● **Your objective**
Give the records again word for word. Leave every picture out.

● **Provided entries**

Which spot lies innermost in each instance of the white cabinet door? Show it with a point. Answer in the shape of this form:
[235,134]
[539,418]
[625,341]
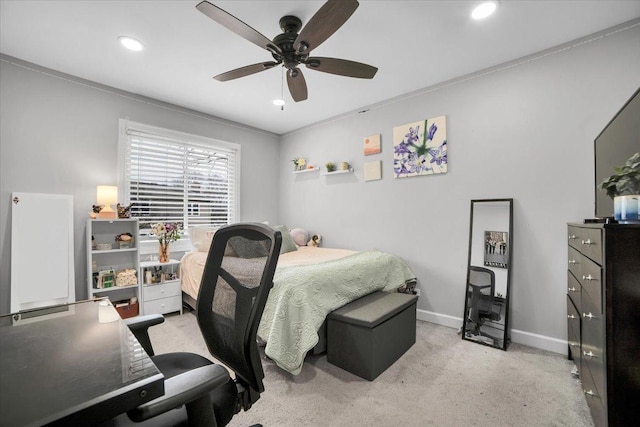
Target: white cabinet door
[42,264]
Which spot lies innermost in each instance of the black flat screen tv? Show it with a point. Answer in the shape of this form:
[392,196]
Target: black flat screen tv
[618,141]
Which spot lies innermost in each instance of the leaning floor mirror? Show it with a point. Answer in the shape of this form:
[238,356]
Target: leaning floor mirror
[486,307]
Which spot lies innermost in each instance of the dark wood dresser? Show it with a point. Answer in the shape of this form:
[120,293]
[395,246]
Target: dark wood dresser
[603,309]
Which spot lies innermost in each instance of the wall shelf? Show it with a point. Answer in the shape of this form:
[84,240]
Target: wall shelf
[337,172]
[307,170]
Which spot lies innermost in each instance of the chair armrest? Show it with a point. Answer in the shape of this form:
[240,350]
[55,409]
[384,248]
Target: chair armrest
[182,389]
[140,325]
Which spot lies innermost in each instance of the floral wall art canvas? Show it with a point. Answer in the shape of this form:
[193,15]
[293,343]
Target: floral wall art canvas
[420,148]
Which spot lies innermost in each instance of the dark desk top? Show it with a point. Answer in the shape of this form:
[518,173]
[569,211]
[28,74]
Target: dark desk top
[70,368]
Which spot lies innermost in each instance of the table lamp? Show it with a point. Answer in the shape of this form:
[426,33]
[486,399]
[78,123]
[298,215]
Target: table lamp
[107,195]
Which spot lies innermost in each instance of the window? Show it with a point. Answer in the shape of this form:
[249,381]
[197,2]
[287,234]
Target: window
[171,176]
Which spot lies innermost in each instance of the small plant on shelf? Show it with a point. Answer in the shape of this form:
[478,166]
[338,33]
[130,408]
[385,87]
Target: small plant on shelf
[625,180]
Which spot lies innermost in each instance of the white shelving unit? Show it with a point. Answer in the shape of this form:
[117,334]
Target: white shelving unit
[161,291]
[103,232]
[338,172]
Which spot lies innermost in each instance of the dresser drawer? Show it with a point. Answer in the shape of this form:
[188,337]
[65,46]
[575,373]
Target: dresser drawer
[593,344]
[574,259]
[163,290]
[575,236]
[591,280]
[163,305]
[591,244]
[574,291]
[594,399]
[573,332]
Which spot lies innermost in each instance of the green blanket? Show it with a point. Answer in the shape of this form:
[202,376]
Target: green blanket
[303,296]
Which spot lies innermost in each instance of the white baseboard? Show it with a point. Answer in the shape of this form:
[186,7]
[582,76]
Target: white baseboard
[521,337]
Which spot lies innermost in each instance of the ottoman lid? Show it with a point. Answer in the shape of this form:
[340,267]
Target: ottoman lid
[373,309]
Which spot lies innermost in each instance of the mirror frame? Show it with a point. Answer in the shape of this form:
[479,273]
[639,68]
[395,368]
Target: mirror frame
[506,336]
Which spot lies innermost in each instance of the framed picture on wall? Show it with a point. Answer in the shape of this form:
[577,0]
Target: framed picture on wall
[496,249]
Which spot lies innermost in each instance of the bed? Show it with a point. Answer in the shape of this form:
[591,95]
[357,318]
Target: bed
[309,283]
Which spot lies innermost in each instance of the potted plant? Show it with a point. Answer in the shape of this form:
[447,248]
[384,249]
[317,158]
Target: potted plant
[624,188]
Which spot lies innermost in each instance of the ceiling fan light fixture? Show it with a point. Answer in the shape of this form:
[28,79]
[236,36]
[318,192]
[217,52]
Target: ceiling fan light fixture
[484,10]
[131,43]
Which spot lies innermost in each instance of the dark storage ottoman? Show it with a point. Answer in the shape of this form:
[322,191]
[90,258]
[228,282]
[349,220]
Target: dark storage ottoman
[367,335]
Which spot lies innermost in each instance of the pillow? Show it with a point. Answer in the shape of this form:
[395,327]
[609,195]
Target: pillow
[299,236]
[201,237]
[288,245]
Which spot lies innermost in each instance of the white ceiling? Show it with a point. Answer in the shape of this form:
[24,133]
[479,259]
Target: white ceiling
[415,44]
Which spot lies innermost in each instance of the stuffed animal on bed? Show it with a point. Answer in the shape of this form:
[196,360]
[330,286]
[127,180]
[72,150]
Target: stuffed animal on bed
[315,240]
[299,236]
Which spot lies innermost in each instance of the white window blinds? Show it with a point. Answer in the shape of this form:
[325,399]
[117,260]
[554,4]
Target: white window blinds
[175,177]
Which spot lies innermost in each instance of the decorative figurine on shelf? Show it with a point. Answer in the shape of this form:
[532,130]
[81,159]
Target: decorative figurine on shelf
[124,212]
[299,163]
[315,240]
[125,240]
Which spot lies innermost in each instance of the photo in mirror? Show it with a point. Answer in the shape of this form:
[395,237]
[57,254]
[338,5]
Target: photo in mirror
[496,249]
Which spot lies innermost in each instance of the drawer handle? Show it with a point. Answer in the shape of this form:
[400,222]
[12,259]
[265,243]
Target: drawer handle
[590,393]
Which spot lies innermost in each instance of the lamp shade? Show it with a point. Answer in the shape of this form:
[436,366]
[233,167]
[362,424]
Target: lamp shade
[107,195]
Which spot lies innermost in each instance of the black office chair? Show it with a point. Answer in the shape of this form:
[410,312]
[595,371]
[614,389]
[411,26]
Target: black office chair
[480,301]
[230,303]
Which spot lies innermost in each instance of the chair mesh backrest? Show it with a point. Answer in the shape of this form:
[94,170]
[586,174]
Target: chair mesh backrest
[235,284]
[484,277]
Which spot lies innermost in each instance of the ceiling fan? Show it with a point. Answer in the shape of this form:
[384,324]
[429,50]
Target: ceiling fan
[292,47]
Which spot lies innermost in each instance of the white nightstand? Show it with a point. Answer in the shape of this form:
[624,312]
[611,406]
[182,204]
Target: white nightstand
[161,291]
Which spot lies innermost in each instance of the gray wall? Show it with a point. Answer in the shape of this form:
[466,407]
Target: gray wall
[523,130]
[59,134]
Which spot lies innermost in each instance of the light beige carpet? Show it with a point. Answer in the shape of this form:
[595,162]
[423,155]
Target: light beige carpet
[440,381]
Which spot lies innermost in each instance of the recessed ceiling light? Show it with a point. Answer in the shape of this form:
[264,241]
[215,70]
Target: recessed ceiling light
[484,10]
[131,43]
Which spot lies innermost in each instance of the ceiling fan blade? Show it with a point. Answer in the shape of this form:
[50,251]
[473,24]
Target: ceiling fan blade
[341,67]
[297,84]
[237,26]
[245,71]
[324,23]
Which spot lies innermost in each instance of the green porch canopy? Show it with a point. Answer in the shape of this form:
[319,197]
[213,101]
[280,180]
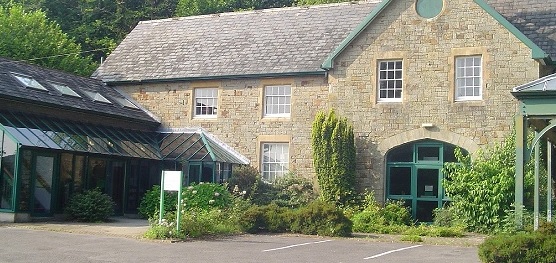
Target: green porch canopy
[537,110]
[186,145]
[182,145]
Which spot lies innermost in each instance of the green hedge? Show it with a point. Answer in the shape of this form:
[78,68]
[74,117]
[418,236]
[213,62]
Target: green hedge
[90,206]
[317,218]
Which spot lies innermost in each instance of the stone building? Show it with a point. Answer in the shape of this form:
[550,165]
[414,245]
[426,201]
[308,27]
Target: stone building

● **Exercise answer**
Which spot lies innermost in each instance of the white cabinet door? Show it with a point. Answer in the shape of this form:
[235,134]
[539,418]
[625,341]
Target: white cabinet door
[42,264]
Which spot lies innermost in each instance of the black flat screen tv? Show it with a point. Answer in the shape of this form:
[392,196]
Target: black flat screen tv
[618,141]
Which spot lies innermost in each instance of the leaning floor mirror? Show it with a point. Answer in the shape of this form:
[238,356]
Target: leaning floor mirror
[486,307]
Which spot lies innermost in each instance of the dark wood dresser? Show it with a point. Answer in the shape of this form:
[120,293]
[395,246]
Target: dark wood dresser
[603,309]
Which spot lies innermost in each instance of the wall shelf? Show it with a point. Answer in the shape of this form:
[84,240]
Target: wall shelf
[337,172]
[307,170]
Which spot lies innermost in each instance of the chair armrest? Show it with a point. Answer in the shape of this form:
[240,350]
[55,409]
[384,248]
Target: chair armrest
[182,389]
[140,325]
Which spot lies innermost in each instance of the floral wall art canvas? Show it with a point. Answer in the shape of this form:
[193,15]
[293,343]
Target: floral wall art canvas
[420,148]
Which spot lies innermost in each instance of the dark desk top? Show it with a point. Answer in the shape of this form:
[518,173]
[569,211]
[28,74]
Target: dark desk top
[70,368]
Which spot lies innermost in each instance of the table lamp? Show it with a point. Answer in the shape of this form:
[426,33]
[486,399]
[78,123]
[298,215]
Target: table lamp
[107,195]
Which spot lies innermost in each instance of the window? Show it with a point. Answer in the shape of this form:
[249,381]
[197,2]
[287,234]
Target: window
[171,176]
Which spot lies innermost in each instance of the small plant on shelf? Show it with a point. Answer in the shape of this form:
[478,166]
[338,33]
[130,408]
[385,87]
Target: small plant on shelf
[625,180]
Which spot lies innermost in each instance of the white shelving unit? Show it with a point. Answer in the shape of this form:
[117,334]
Target: white shelving unit
[161,291]
[103,232]
[338,172]
Which spot lies innermost in each instance of the dresser drawer? Show it with a point. Answer in the shape of this form:
[188,337]
[65,46]
[575,373]
Target: dresser drawer
[593,344]
[574,259]
[163,290]
[575,236]
[591,280]
[163,305]
[591,244]
[574,291]
[594,399]
[573,332]
Which spot lies innermost in each instance of the green blanket? Show it with a point. Answer in the shape of this form:
[202,376]
Target: green blanket
[303,296]
Which spot lies innermost in each instance of the white baseboard? Show it with a point. Answer in the shape of this form:
[186,7]
[582,76]
Target: white baseboard
[521,337]
Which spot lies innermost in each instance of the ottoman lid? Show it with a point. Answer in the shape of this form:
[340,267]
Target: ottoman lid
[373,309]
Which spot lies innermost in each instance of the mirror frame? Show it with a point. Answer in the shape of this form:
[479,273]
[639,68]
[395,368]
Target: mirror frame
[506,336]
Which spot lies innermost in each instance of the framed picture on wall? Show it with a point. Answer in the shape of this form:
[577,0]
Target: framed picture on wall
[496,249]
Which spot lies innermost in each instance of the bed? Show it with a point. Answer in the shape of this form:
[591,95]
[357,318]
Target: bed
[309,283]
Which spot lies innermost in each instance of the potted plant? Show it with a point. Answer in the shape of this form:
[447,248]
[384,249]
[317,158]
Target: potted plant
[624,188]
Which spot lies innermost in each instance of the ceiling fan light fixture? Show it with a point. Answer in the shape of this form:
[28,79]
[236,36]
[318,192]
[217,52]
Target: ceiling fan light fixture
[484,10]
[131,43]
Which spot lies innermost in each instance of the dark storage ottoman? Show it with a point. Answer in the shape of this form:
[322,191]
[90,258]
[228,282]
[349,220]
Target: dark storage ottoman
[367,335]
Which spot lies innermost in each instance of the pillow? Show it with a point. Answer in the shape of this form:
[395,327]
[609,195]
Target: pillow
[299,236]
[201,237]
[288,245]
Which spot lies innermost in each instance of the white ceiling? Show it with a point. Answer in the shape of this form:
[24,133]
[479,259]
Target: white ceiling
[415,44]
Which spot lies innermost in each instance of the stuffed animal on bed? Show it with a point. Answer in the shape of this form:
[196,360]
[330,286]
[127,180]
[72,150]
Target: stuffed animal on bed
[315,240]
[299,236]
Which spot lies innermost in each instance of the white window blinds? Show it with a point. Answer in the shape of this form:
[325,399]
[117,260]
[554,4]
Target: white window blinds
[175,177]
Which spot lies innermost in each instance of the decorative figurine on shelf? Show it with a point. Answer in the shape of this form:
[532,130]
[81,159]
Target: decorative figurine on shelf
[124,212]
[299,163]
[315,240]
[125,240]
Which spot lies innermost in each instance of the photo in mirror? Show it with a point. Answer in the shape of this form:
[395,237]
[57,254]
[338,5]
Target: photo in mirror
[496,249]
Which spot lies innermost in each instance of the drawer handle? Show it with a point. Answer in the shape of this form:
[400,222]
[12,259]
[265,243]
Target: drawer handle
[590,393]
Which spot lies innermost in each instance of the lamp shade? Show it with a point. Answer in the shape of this form:
[436,366]
[233,167]
[362,424]
Target: lamp shade
[107,195]
Which spot lies innermost in each instance of the black office chair? Show it with a point. Answer in the shape of this form:
[410,312]
[595,371]
[614,389]
[411,26]
Target: black office chair
[480,301]
[230,303]
Which spot lies innermost in each instance of the chair mesh backrest? Show it with a point. Answer in the shape of this form:
[94,170]
[586,174]
Target: chair mesh backrest
[235,284]
[484,277]
Which spot lies innermost in each instance of the ceiling fan? Show it with a point. Answer in the shape of this form:
[384,324]
[429,50]
Target: ceiling fan
[292,47]
Which spot lies innermost in each instance of the white nightstand? Show it with a point. Answer in the shape of this form:
[624,312]
[611,406]
[182,204]
Target: white nightstand
[161,291]
Which spot lies innermost in each instance of the gray wall? Show it with a point. Answer in the shape of this form:
[466,407]
Target: gray wall
[523,130]
[59,134]
Which spot lies innermost in each instance of the light beige carpet? Show it with a point. Answer in the shape of this form:
[595,162]
[423,155]
Target: light beige carpet
[440,381]
Which spot lies innermost in each instance of the recessed ceiling light? Show it with a point. Answer in the shape of this form:
[264,241]
[215,70]
Target: recessed ceiling light
[484,10]
[131,43]
Which spot lies innermost in each instance of the ceiling fan blade? Show it with a point. Answer in the shape of this form:
[50,251]
[473,24]
Target: ceiling fan blade
[341,67]
[297,84]
[237,26]
[245,71]
[324,23]
Which spot lies innermost in each instance of the green porch canopy? Show it with a point. Answer in the shape of this form:
[319,197]
[213,101]
[280,180]
Target: green porch canopy
[537,110]
[186,145]
[182,145]
Which spot lies innermost in each instance of the green hedge? Show it with a point. Answer in the shape of this form:
[78,68]
[74,117]
[418,236]
[213,62]
Target: green hedge
[90,206]
[317,218]
Which spot lies innermost in each instance of the stone building? Show it with a point. Answer in the shape of this form:
[550,165]
[414,245]
[426,201]
[308,27]
Target: stone building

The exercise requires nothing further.